▶ [Passage shown]:
++++++++++++++++++++

States can expand the workforce, support existing providers, and harness technology to close gaps, according to a new Inseparable report
WASHINGTON, D.C. – Nearly half of Americans with a mental health condition receive no treatment and more than 80 percent of people with a substance use disorder go without care – in part because 144 million Americans (42% of the population) live in areas without enough mental health professionals, often as a result of misaligned policies, burdensome requirements, and harmful insurance practices that keep providers from entering or staying in the field, according to a new report released today by Inseparable.
The Workforce Report: Bridging the Mental Health Care Gap finds that no state comes close to meeting its mental health workforce needs. In the four states with the most catastrophic shortages, patients simultaneously face inadequate access to psychiatric hospitals, community mental health providers, and crisis care.
“Across the country, people are reaching out for help and facing endless waitlists, exorbitant out-of-pocket costs, or no providers at all. This has life and death consequences — and it’s the result of policies and insurance practices that undervalue mental health care,” said Angela Kimball, Chief Advocacy Officer at Inseparable. “We need to make it easier for providers to join and stay in the workforce, so that families can access the care they need in their communities at a price they can afford.”
Additional findings from the report:
- The highest-performing state (Rhode Island) meets just over 58 percent of its mental health workforce need. Only four states exceed 50 percent (Rhode Island, Utah, New Jersey, New Hampshire). Nearly half of states meet 25 percent or less of their need, meaning at least three-quarters of required workforce capacity is missing.
- At least 14 states report catastrophic shortages in state psychiatric hospitals. At least 17 states report catastrophic shortages in community mental health providers. At least 13 states report catastrophic shortages in behavioral health crisis systems. Four states (Arkansas, Delaware, Iowa, Nebraska) report catastrophic shortages across all three systems — hospitals, community providers, and crisis care.
- Mental health providers are typically paid less than medical providers for comparable services, driving many providers out of insurance networks and limiting access to care. In 18 states, therapists earn 70 cents or less for every $1 earned by a physician assistant, including Oregon (52 cents), Alaska (54 cents) and Minnesota (54 cents). In seven states, psychiatrists earn 70 cents or less for every $1 earned by a medical or surgical clinician, including Wisconsin (54 cents), Tennessee (59 cents), and South Carolina (60 cents).
- In Massachusetts, patients go out-of-network for mental health care 14.1 times more often than for medical care — the worst disparity in the country. Maine (10.7x) and Rhode Island (10.3x) are close behind.
The report identifies three high-impact categories of policy, with clear strategies, concrete policy solutions, and specific examples from states, including workforce pipelines, telehealth flexibilities, licensure reform, provider reimbursement, data infrastructure, and provider wellbeing. Additionally, the report provides state-specific snapshots on the adoption of policies to strengthen the mental health workforce. Key findings, state snapshots, and the full report are available here.
Inseparable has spent the past five years advocating to protect and expand access to mental health care at the state and federal levels–including notable policy advancement in Colorado, Delaware, Washington, Utah, Oklahoma, Georgia, Florida, South Carolina, and more.
About Inseparable: Inseparable is a national mental health advocacy organization founded on the principle that mental health is inseparable from physical health. Inseparable drives transformative change at the federal and state levels by engaging bipartisan policymakers, mobilizing support, and advancing mental health and substance use disorder policies that help people thrive. Inseparable works to expand access to care, promote youth mental health, improve crisis response, and strengthen the mental health workforce.

++++++++++++++++++++

Quote the mental health workforce release word for word, from "- In Massachusetts, patients" up to and including "are close behind.".

++++++++++++++++++++

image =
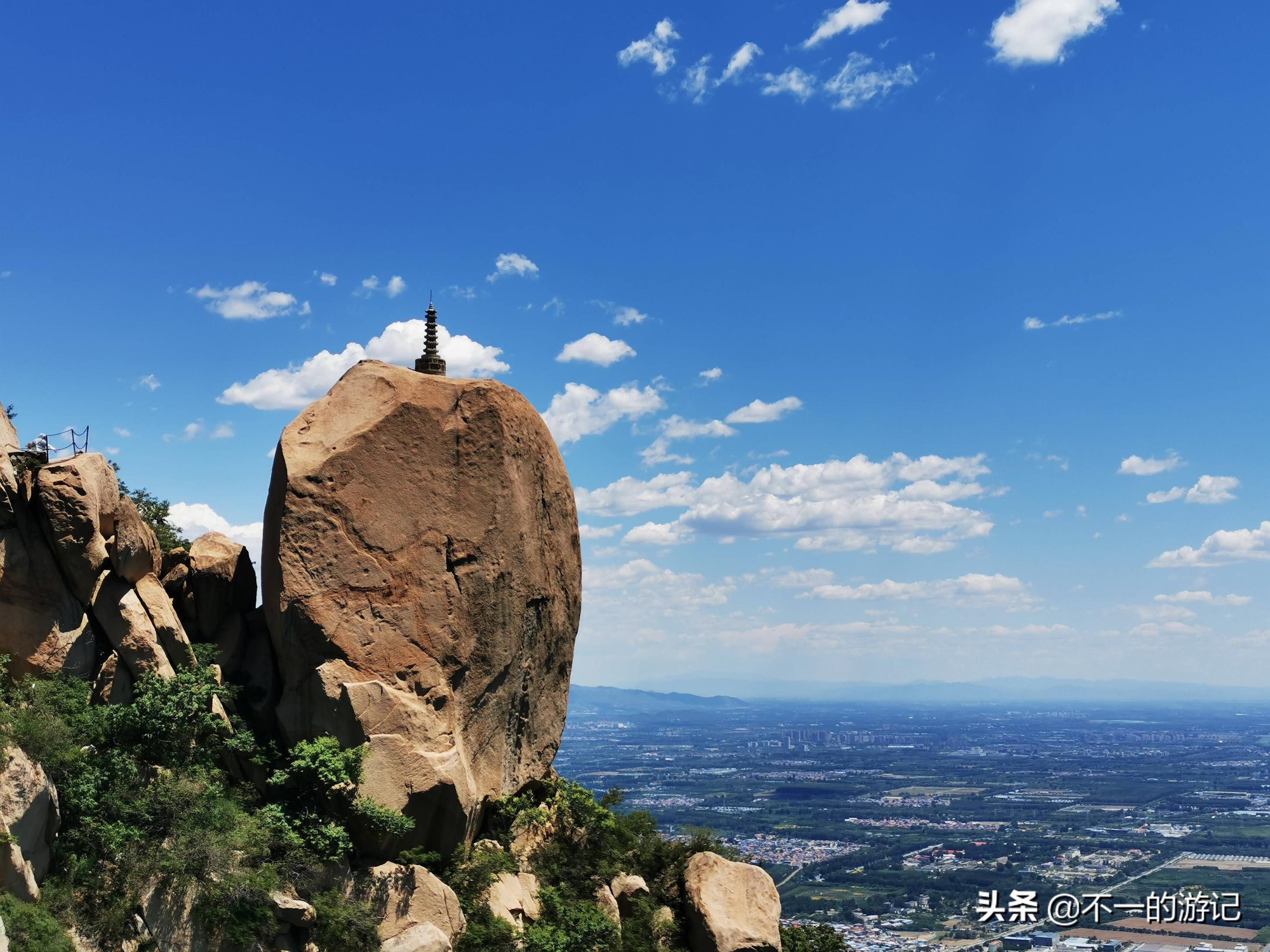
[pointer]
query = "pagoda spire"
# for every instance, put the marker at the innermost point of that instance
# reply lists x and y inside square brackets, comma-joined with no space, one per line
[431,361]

++++++++++++++++++++

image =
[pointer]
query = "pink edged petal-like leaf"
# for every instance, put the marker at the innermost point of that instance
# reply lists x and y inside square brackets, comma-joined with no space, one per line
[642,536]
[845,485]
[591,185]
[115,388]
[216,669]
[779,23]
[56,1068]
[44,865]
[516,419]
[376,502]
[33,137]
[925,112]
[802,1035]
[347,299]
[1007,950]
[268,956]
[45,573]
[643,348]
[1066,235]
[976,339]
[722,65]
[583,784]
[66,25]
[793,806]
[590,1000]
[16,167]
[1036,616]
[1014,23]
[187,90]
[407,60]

++++++++++++++++++++

▶ [Answer section]:
- In Massachusetts, patients go out-of-network for mental health care 14.1 times more often than for medical care — the worst disparity in the country. Maine (10.7x) and Rhode Island (10.3x) are close behind.